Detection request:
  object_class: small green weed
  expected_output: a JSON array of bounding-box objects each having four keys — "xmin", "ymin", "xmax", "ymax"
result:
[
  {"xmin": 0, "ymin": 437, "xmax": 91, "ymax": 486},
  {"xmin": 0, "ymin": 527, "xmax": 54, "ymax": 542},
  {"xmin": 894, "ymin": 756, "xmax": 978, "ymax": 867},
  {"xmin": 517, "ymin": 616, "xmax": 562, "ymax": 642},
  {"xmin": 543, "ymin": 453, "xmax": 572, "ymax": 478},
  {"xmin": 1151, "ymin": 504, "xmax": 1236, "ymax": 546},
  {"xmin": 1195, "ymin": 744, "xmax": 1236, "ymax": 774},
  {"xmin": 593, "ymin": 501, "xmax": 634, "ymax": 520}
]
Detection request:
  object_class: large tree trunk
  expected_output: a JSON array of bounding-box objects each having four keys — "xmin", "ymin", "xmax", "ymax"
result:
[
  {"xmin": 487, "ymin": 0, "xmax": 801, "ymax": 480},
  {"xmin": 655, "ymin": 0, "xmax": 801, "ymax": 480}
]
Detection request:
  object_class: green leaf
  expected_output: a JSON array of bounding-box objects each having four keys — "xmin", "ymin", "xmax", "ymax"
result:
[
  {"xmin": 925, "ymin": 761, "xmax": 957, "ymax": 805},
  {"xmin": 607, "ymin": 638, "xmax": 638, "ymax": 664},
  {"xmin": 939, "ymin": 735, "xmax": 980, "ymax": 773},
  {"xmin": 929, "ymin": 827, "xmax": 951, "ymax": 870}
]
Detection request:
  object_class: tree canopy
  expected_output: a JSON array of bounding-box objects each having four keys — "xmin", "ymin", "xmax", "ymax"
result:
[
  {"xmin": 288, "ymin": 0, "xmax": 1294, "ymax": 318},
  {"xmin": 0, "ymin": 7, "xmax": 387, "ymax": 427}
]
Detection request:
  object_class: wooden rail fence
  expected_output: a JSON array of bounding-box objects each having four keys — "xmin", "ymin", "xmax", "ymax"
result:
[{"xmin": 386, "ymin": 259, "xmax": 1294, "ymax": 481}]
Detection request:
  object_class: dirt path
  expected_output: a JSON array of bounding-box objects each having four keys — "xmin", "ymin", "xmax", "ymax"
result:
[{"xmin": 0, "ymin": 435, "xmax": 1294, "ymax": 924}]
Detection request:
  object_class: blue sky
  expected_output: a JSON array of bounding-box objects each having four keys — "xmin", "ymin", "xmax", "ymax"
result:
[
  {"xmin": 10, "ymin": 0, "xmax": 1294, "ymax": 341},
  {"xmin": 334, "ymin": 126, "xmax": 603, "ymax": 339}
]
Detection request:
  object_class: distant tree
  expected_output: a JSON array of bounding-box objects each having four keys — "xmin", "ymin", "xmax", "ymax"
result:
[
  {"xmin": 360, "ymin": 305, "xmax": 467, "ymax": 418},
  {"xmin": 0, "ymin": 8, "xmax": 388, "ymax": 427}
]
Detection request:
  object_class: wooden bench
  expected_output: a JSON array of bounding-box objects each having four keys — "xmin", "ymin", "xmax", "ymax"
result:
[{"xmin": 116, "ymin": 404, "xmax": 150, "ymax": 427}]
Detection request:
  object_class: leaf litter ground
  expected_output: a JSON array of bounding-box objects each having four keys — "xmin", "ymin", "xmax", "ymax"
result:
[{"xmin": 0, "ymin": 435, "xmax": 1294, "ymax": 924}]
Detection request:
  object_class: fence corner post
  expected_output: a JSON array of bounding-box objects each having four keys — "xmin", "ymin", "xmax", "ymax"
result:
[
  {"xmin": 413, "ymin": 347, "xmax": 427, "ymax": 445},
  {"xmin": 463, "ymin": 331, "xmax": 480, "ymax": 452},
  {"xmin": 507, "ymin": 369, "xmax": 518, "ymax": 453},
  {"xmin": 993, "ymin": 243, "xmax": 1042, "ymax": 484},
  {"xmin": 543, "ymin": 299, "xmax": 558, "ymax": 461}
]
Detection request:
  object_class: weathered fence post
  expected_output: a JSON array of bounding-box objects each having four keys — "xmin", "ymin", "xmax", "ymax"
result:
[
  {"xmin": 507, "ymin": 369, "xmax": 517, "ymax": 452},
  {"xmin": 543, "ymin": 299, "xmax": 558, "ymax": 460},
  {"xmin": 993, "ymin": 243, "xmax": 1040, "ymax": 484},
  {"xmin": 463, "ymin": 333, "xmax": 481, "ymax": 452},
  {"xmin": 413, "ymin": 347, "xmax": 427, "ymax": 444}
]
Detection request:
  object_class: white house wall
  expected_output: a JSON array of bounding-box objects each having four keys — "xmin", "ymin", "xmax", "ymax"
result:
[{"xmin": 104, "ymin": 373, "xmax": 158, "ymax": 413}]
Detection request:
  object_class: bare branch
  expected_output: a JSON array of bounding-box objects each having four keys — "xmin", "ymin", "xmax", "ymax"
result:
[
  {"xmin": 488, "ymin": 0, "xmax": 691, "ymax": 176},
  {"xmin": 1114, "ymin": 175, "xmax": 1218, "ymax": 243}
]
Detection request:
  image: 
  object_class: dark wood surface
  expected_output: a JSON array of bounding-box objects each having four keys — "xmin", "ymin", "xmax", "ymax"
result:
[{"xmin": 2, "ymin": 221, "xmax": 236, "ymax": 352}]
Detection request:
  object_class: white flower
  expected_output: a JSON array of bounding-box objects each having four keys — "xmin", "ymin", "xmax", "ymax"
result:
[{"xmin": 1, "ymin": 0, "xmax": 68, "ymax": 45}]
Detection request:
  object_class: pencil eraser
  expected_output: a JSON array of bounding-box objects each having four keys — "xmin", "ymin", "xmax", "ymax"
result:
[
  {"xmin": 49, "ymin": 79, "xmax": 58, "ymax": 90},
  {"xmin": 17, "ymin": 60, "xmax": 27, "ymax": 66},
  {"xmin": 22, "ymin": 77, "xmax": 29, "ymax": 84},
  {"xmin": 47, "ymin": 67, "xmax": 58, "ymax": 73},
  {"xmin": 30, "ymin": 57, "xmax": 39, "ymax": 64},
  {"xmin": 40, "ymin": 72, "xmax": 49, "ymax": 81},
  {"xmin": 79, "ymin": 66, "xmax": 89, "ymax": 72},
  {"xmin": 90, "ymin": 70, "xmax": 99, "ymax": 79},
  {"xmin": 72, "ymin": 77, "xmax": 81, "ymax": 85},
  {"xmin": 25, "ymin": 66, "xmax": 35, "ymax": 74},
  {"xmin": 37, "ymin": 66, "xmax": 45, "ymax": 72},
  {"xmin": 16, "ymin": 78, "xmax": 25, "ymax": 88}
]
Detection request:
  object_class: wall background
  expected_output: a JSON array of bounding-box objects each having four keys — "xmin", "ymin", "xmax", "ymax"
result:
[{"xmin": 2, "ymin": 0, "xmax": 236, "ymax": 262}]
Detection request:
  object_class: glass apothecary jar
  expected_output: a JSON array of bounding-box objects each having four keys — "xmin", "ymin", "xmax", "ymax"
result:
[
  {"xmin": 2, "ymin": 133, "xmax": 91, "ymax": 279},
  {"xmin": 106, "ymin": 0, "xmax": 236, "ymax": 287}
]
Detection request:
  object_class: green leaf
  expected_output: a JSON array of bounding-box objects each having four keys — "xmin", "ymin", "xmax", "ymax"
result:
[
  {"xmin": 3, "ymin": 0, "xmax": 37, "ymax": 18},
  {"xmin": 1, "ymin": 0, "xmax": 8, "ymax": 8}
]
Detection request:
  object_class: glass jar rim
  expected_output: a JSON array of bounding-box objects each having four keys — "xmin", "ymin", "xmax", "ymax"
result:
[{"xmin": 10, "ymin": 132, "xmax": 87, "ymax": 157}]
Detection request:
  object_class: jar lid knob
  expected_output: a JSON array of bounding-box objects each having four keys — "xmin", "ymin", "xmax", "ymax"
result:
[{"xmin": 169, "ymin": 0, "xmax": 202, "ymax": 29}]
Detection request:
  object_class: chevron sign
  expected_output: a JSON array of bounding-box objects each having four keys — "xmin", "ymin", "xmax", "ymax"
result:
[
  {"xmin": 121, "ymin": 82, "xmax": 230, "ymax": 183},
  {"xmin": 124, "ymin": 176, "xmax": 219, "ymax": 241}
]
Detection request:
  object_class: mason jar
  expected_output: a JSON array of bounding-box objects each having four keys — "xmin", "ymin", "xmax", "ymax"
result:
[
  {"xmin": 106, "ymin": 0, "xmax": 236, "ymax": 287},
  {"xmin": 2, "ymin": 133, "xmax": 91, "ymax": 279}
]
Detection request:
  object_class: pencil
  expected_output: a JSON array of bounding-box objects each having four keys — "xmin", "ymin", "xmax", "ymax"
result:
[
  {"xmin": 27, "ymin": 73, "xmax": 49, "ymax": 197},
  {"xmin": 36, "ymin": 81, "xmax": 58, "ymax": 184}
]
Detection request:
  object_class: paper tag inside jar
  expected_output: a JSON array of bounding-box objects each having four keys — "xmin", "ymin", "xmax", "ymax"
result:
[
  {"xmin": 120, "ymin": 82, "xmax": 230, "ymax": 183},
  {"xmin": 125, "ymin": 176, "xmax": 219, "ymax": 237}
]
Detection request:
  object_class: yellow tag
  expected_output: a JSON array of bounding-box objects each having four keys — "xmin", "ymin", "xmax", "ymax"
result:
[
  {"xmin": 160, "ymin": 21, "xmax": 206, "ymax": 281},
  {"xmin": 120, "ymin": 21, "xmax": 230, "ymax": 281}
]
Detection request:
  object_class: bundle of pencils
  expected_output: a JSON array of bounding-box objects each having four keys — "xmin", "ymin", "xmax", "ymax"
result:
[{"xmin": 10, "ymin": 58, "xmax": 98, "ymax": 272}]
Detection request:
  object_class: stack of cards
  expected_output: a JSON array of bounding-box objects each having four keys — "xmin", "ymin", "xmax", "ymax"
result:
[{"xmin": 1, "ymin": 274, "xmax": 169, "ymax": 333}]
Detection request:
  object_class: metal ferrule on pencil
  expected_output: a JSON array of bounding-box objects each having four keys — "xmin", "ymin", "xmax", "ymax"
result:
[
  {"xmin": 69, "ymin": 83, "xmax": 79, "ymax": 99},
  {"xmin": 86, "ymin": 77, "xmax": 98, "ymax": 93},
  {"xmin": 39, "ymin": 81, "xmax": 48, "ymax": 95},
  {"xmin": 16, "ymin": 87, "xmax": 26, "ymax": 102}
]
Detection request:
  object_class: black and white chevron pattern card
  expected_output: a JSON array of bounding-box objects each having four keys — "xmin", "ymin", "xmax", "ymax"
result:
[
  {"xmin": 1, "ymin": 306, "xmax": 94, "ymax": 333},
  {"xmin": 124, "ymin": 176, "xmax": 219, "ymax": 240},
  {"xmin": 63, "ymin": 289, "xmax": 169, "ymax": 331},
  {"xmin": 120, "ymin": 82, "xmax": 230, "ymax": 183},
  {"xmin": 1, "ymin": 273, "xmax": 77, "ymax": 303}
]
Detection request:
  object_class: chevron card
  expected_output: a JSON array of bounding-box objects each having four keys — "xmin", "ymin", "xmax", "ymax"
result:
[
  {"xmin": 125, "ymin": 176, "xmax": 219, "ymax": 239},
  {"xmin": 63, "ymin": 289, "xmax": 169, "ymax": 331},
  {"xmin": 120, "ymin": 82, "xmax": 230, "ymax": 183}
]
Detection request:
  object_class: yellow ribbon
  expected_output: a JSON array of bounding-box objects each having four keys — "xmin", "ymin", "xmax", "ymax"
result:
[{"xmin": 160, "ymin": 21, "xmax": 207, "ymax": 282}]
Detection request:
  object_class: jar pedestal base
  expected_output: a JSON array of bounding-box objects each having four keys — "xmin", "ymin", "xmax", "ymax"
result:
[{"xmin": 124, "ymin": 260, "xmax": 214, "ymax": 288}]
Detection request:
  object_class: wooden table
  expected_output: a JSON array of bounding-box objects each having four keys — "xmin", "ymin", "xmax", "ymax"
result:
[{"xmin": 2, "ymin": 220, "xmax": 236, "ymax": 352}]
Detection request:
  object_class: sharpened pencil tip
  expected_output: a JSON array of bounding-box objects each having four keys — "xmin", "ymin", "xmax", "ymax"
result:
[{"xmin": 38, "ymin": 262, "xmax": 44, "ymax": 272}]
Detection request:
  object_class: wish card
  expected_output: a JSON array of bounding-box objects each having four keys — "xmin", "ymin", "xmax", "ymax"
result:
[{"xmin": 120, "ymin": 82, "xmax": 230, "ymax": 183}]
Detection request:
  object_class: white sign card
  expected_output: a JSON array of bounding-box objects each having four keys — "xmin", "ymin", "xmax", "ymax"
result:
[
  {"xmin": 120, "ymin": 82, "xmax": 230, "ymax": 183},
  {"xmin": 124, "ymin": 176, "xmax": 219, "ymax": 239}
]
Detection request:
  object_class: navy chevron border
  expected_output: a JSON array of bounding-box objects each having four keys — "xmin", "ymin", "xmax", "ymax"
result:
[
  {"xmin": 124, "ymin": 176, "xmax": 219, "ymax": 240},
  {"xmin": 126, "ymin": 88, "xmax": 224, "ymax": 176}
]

* [Problem requirements]
List each line in the records above that contains the word "sign".

* [Solution below]
  object_class: chevron sign
  object_class: white sign card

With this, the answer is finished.